# [Short problem A]
Show every line in the listing that contains the string "front".

# [Text provided]

Otherwise as you described, we will see "unregister_netdevice: waiting
for xxx to become free. Usage count = x" flushing the screen... Not
fun...


> I'm thinking that it can be fixed by making 'nhc_rth_input' per-CPU, in
> a similar fashion to what Eric did in commit d26b3a7c4b3b ("ipv4: percpu
> nh_rth_output cache").
>
Hmm... Yes... I would think a per-CPU input cache should work for the
case above.
Another idea is: instead of calling dst_dev_put() in rt_cache_route()
to switch out the dev, we call, rt_add_uncached_list() to add this
obsolete dst cache to the uncached list. And if the device gets
unregistered, rt_flush_dev() takes care of all dst entries in the
uncached list. I think that would work too.

diff --git a/net/ipv4/route.c b/net/ipv4/route.c
index dc1f510a7c81..ee618d4234ce 100644
--- a/net/ipv4/route.c
+++ b/net/ipv4/route.c
@@ -1482,7 +1482,7 @@ static bool rt_cache_route(struct fib_nh_common
*nhc, struct rtable *rt)

# [Short problem B]
List each function that the route-cache discussion writes with a trailing pair of parentheses, naming each one once.

# [Material for this task]
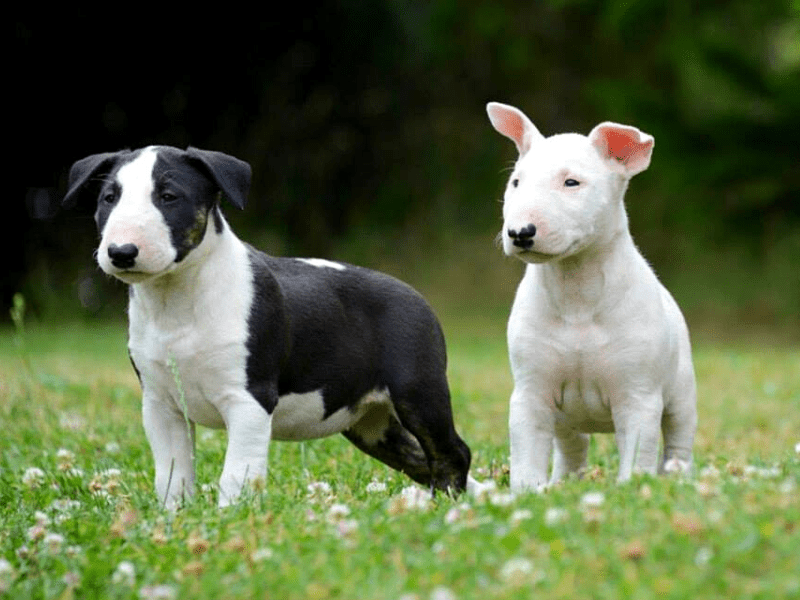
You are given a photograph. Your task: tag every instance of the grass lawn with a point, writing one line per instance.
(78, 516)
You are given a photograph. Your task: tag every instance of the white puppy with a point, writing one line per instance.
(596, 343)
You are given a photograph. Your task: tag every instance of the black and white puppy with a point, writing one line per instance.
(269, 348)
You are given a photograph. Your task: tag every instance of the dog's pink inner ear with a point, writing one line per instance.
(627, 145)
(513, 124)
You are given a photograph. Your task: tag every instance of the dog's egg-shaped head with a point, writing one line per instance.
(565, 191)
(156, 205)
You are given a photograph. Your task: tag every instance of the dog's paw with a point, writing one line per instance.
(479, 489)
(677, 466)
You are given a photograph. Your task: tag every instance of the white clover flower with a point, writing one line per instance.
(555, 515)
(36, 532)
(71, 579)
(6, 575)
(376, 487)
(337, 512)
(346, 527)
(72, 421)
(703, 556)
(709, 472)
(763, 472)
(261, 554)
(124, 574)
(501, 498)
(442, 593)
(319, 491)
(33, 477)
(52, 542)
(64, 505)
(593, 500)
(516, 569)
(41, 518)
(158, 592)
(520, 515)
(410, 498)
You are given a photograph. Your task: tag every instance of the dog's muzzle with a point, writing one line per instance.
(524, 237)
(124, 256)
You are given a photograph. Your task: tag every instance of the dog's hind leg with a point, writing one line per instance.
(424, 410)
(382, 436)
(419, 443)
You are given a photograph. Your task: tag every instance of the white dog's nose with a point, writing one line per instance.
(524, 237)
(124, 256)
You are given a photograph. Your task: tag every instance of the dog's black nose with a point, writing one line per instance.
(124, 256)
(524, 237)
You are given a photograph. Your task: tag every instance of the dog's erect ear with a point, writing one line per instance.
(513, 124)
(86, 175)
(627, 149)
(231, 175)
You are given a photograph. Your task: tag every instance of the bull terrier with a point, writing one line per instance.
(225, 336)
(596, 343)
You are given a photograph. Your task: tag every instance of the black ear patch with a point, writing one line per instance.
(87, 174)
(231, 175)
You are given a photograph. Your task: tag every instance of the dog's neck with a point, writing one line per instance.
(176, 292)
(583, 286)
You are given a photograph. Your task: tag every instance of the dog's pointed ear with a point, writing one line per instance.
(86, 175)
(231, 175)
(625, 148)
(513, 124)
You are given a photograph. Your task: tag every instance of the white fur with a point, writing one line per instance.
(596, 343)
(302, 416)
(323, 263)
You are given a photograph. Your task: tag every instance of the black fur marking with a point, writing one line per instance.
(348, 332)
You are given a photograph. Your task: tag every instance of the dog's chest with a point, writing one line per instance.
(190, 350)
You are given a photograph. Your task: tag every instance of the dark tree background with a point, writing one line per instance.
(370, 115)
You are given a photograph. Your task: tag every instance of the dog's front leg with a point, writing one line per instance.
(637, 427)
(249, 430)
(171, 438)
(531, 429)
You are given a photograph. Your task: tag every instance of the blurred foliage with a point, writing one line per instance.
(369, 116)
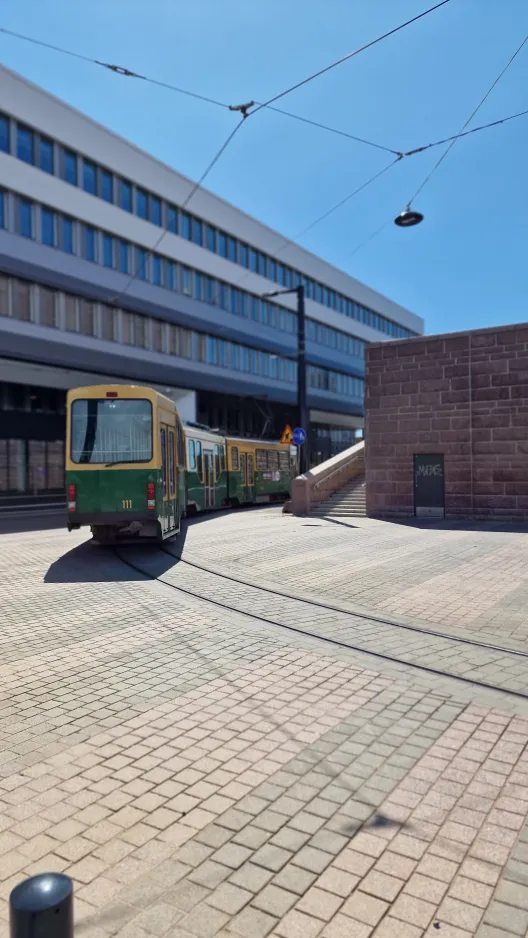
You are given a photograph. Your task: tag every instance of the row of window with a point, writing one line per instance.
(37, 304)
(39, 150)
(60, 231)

---

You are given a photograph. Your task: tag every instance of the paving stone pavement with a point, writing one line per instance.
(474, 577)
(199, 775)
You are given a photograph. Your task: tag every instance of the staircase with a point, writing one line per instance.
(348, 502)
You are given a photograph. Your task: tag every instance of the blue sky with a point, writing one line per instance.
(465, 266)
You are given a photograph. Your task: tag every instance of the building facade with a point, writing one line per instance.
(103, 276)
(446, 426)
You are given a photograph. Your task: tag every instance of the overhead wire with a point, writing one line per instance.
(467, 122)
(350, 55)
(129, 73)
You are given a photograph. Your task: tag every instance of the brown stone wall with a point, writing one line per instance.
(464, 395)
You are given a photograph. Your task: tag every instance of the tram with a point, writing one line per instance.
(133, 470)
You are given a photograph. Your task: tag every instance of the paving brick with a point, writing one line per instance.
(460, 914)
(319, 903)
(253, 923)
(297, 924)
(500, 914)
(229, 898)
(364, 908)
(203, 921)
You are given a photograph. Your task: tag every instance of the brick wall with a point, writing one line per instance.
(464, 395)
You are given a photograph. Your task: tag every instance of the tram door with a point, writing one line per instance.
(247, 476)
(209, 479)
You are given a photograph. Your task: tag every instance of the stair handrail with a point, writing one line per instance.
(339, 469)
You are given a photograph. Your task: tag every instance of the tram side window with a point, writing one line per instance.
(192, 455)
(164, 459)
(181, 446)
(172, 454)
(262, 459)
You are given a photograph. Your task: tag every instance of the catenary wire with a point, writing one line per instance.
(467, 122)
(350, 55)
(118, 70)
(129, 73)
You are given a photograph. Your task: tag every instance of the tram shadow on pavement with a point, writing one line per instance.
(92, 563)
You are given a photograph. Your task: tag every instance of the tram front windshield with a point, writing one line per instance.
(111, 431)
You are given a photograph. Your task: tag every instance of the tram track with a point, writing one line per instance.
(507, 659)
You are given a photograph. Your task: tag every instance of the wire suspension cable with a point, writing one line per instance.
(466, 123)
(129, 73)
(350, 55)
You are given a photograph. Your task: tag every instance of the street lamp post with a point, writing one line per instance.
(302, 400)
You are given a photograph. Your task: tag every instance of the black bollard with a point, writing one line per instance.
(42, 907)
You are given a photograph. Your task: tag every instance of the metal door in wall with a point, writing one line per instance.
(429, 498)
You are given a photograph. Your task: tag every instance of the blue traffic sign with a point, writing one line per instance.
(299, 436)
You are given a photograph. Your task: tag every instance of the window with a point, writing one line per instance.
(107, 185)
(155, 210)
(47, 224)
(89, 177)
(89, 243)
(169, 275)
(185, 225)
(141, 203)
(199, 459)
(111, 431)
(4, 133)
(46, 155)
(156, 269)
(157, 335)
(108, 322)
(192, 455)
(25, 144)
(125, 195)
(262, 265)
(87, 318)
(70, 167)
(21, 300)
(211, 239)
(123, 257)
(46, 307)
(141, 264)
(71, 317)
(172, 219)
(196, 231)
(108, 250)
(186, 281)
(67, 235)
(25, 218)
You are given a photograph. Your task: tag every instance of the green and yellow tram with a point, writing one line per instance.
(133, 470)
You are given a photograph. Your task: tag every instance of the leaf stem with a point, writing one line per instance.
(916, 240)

# [Written response A]
You are given a photograph. Your task: tag every instance of the dog's front leg with a point, writing one line per instance.
You are given a photograph. Your task: tag every instance of the tram front windshield with a point, writing one line per instance.

# [Written response B]
dst_dev_put()
rt_cache_route()
rt_add_uncached_list()
rt_flush_dev()